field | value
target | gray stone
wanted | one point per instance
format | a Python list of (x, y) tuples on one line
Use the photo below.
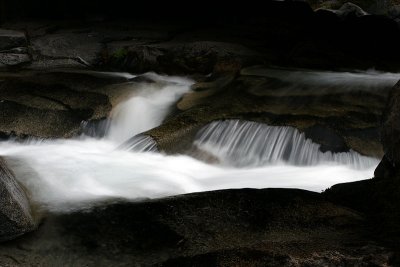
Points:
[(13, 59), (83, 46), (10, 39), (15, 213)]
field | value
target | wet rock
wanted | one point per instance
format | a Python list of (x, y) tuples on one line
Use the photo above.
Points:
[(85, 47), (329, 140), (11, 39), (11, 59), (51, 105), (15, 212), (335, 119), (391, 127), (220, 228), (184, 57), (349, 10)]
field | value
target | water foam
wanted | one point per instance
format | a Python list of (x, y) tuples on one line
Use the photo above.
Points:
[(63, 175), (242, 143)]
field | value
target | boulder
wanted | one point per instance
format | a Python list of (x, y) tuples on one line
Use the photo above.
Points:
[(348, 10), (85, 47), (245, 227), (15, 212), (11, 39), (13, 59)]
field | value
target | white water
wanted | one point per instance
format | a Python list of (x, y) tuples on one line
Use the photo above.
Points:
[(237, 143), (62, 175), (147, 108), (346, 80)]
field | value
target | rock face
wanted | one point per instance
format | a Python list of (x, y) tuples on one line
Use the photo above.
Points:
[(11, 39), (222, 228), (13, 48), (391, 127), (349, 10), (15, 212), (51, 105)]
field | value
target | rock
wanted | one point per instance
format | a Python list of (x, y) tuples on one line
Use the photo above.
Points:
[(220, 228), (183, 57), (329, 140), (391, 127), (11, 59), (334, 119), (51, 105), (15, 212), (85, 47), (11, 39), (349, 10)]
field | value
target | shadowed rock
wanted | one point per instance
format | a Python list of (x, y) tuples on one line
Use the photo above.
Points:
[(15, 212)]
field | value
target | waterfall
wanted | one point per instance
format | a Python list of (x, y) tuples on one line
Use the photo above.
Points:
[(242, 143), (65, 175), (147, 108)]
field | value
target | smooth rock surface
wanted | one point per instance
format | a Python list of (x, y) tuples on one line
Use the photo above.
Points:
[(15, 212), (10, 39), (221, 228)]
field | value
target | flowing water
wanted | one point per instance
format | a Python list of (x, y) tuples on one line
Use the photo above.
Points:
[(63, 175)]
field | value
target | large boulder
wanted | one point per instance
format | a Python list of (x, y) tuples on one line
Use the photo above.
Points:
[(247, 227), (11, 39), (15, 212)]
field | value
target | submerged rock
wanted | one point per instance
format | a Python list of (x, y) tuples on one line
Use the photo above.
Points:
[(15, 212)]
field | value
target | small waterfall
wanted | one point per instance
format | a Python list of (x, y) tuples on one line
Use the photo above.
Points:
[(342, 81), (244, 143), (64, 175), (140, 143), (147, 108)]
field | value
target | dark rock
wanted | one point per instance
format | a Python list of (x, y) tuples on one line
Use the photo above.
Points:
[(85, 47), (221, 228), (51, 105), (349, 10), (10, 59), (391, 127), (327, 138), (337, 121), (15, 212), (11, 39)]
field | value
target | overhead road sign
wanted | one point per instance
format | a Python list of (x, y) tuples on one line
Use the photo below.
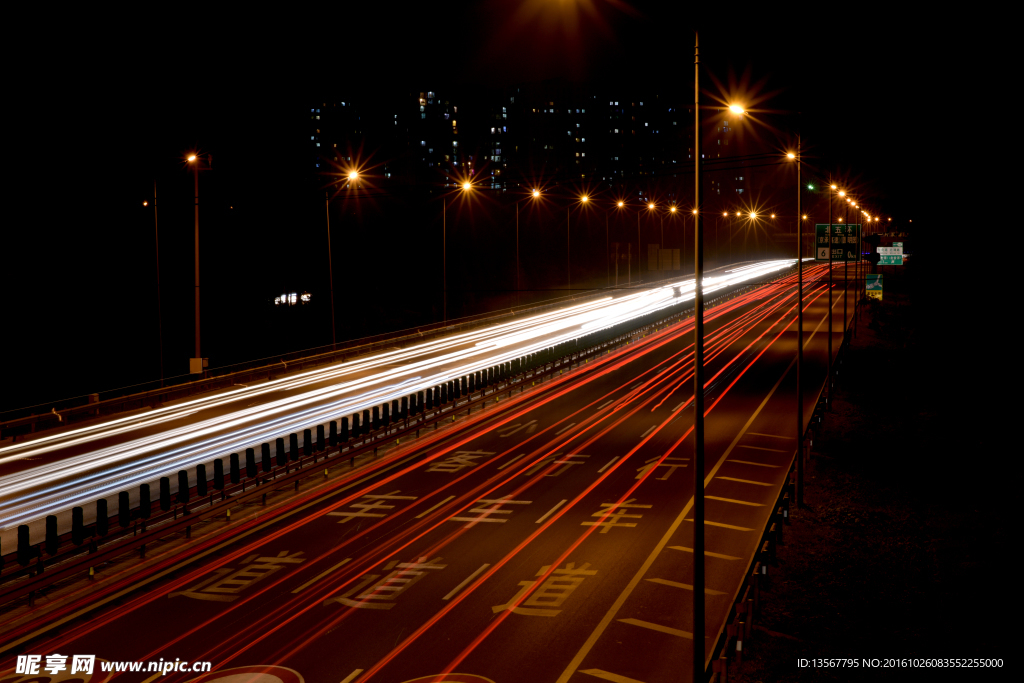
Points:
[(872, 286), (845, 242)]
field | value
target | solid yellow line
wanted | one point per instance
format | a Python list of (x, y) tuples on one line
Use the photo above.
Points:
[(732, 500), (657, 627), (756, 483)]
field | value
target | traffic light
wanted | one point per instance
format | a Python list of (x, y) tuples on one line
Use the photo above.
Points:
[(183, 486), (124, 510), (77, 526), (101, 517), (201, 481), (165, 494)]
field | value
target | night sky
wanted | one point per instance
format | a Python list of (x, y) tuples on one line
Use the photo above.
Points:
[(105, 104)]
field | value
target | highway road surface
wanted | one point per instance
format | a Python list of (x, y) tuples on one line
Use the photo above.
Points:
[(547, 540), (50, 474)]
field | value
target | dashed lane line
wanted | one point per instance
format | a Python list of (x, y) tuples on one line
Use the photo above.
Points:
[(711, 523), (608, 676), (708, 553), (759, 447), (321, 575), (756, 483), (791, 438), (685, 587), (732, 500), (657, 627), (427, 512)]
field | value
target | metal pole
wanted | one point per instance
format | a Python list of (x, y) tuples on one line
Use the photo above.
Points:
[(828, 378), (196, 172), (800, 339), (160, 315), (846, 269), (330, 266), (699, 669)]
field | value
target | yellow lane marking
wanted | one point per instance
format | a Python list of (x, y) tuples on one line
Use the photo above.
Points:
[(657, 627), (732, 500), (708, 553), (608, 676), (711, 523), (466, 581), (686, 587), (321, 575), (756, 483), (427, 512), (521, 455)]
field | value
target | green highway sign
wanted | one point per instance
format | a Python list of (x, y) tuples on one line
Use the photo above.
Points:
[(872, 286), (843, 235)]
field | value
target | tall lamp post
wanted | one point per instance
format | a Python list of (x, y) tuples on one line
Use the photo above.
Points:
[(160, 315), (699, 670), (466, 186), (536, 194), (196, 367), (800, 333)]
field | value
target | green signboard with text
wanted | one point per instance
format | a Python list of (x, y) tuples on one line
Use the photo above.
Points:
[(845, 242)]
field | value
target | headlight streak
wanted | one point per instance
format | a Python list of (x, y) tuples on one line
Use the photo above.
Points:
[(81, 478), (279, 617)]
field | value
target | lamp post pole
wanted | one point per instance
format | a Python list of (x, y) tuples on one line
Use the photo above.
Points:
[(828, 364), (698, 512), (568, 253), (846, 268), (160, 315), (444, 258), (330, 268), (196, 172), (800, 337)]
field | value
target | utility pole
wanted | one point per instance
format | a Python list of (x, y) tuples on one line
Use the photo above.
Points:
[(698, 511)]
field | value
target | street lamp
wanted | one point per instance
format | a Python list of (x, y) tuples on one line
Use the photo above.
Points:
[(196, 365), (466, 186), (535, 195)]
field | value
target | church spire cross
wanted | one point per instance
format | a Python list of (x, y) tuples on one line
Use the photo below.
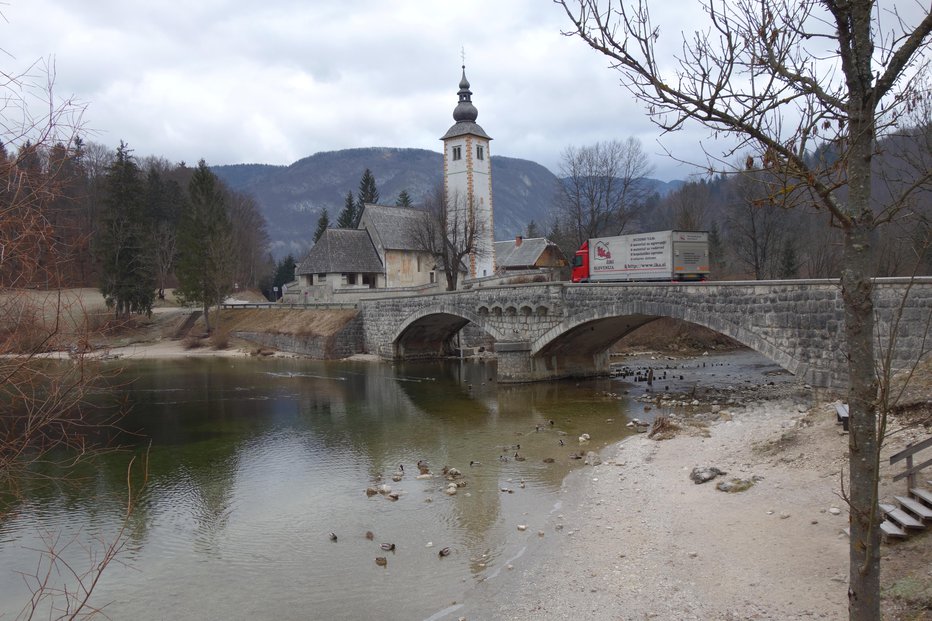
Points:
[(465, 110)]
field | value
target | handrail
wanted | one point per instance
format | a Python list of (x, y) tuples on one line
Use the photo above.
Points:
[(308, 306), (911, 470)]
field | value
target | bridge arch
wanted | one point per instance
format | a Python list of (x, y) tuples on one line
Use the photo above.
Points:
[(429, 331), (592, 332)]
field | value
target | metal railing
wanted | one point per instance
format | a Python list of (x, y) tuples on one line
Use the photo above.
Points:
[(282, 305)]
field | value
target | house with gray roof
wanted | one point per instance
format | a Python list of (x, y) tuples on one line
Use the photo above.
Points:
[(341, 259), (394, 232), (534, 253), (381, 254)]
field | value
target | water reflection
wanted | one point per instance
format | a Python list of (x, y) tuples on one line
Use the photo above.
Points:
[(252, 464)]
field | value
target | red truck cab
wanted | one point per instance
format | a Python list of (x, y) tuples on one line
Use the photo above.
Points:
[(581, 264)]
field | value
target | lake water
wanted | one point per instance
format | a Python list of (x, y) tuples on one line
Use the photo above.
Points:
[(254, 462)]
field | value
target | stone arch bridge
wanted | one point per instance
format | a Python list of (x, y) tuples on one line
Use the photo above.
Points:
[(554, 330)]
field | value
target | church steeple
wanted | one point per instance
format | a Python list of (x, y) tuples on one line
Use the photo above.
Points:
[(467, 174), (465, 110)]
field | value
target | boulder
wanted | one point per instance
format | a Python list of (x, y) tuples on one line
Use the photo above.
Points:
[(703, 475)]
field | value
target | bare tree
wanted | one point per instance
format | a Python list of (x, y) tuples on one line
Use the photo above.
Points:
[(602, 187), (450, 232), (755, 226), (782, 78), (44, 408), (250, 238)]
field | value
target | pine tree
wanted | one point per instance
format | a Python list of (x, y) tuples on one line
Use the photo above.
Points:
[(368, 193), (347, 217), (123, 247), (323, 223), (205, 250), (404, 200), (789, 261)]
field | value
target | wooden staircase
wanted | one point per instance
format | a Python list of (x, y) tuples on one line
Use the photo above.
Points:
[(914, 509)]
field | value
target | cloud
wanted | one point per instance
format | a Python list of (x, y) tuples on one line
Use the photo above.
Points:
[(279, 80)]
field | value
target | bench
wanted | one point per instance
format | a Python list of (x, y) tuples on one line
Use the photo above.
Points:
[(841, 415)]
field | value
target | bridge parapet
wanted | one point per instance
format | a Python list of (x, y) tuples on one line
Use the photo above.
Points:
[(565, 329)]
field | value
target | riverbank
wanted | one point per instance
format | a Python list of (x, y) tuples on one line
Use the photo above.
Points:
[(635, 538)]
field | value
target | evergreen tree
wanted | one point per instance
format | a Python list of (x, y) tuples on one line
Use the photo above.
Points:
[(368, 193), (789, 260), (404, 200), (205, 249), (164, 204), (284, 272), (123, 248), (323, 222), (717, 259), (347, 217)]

# [Exercise objective]
If a line in the entries above includes "stone", count it; report the total alone.

# [Result for this task]
2